-- BEGIN GIVEN RECORDS --
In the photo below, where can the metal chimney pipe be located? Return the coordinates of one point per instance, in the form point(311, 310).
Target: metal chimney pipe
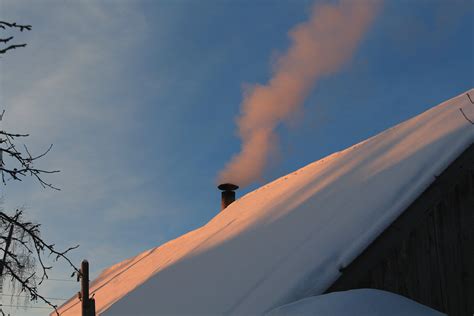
point(228, 194)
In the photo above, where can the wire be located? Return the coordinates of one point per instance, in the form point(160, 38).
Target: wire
point(25, 306)
point(59, 280)
point(49, 298)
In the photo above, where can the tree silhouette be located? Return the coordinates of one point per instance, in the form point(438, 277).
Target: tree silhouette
point(22, 250)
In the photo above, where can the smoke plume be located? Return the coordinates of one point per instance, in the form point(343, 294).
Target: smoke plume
point(319, 47)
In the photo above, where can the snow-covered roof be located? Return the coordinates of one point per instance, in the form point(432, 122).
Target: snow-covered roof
point(367, 302)
point(290, 237)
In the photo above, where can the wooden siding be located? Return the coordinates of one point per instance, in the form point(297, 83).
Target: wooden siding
point(427, 254)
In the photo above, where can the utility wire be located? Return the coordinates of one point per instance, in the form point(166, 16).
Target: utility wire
point(25, 306)
point(49, 298)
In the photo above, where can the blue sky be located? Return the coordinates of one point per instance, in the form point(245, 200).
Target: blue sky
point(140, 100)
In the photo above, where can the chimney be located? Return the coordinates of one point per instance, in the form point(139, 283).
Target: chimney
point(228, 194)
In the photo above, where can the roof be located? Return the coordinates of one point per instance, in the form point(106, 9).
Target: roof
point(367, 302)
point(291, 236)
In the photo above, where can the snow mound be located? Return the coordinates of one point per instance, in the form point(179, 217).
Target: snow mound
point(288, 239)
point(367, 302)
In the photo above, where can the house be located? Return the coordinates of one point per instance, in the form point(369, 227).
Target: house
point(394, 212)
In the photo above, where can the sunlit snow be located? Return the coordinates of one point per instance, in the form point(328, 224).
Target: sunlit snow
point(288, 239)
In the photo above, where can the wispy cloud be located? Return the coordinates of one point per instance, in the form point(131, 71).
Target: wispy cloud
point(69, 87)
point(319, 47)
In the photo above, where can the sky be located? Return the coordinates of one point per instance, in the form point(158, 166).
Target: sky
point(142, 101)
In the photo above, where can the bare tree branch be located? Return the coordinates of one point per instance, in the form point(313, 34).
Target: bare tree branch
point(4, 25)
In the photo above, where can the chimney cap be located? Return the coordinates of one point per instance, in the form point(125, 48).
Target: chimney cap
point(228, 187)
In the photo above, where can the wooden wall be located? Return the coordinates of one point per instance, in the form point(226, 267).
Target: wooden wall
point(427, 254)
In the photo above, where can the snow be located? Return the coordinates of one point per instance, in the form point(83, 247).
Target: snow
point(288, 239)
point(367, 302)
-- END GIVEN RECORDS --
WHAT IS NEEDED –
Set down every record once more, word for word, without pictures.

FULL ANSWER –
In the photo below, where can the metal chimney pipe be located? Return the coordinates of one point per instance, in the form point(311, 310).
Target: metal chimney pipe
point(228, 194)
In the photo above, where can the wire be located? Return the coordinates of one point per instance, in the form point(160, 38).
Target: wire
point(25, 306)
point(59, 280)
point(49, 298)
In the photo above, where can the tree silhouette be located? Return the coordinates of one point per instance, in the form point(438, 277).
Target: tree silhouette
point(22, 250)
In the photo above, where can the smoke plume be located? Return the coordinates of one point per instance, in the form point(343, 294).
Target: smoke plume
point(319, 47)
In the photo above, where can the snow-covered roof be located? Return the coordinates of one point per instance, in the form point(432, 122).
Target: snow-covered roof
point(367, 302)
point(290, 237)
In the photo above, where can the wooden siding be located? Return the coordinates of one point per instance, in the form point(297, 83).
Target: wooden siding
point(427, 254)
In the photo above, where can the utility wire be located? Return the coordinates of one point per instance, in the form point(166, 16).
Target: utility wire
point(25, 306)
point(49, 298)
In the photo above, where can the blue sky be located? Return the coordinates of one point per instance, in the form point(245, 200).
Target: blue sky
point(140, 100)
In the photo above, where can the chimney be located? Return the coordinates of one point per instance, in the form point(139, 283).
Target: chimney
point(228, 194)
In the photo above, where can the roof be located? Return the coordinates of one point per instance, in the form point(106, 9).
Target: roof
point(367, 302)
point(291, 236)
In the photo above, where can the snow mound be located? Return the coordinates of one point per instance, in the form point(179, 217).
Target: snow mound
point(288, 239)
point(367, 302)
In the photo above, where can the house be located? Return the coordinates of one point per instance, in the form point(369, 227).
Target: house
point(394, 212)
In the photo above, where can the sunlit snow be located? Return the coordinates of one point per instance, in the form point(328, 224).
Target: sunlit snow
point(288, 239)
In the photo above, where can the wispy cloud be located? Return the coordinates of one point per instance, in the form point(131, 71).
Target: wispy cloud
point(69, 87)
point(319, 47)
In the photo above, where can the sky be located? Return the coordinates of one point per instance, in the form point(158, 166).
Target: sky
point(142, 101)
In the photo above, where can the bare tree branch be located? Return the coordinates of one point per instance, in the form point(313, 34).
Target: bare tree branch
point(4, 25)
In the photo above, where can the chimney cap be located? Return the coordinates of one point per instance, in the form point(125, 48).
Target: chimney cap
point(228, 187)
In the photo above, where can the wooden wall be located? Return the coordinates of one point per instance, in the form point(226, 267).
Target: wooden wall
point(427, 254)
In the photo above, where can the snow be located? Return the coordinates of one point per instance, in the form point(83, 247).
Target: snow
point(288, 239)
point(367, 302)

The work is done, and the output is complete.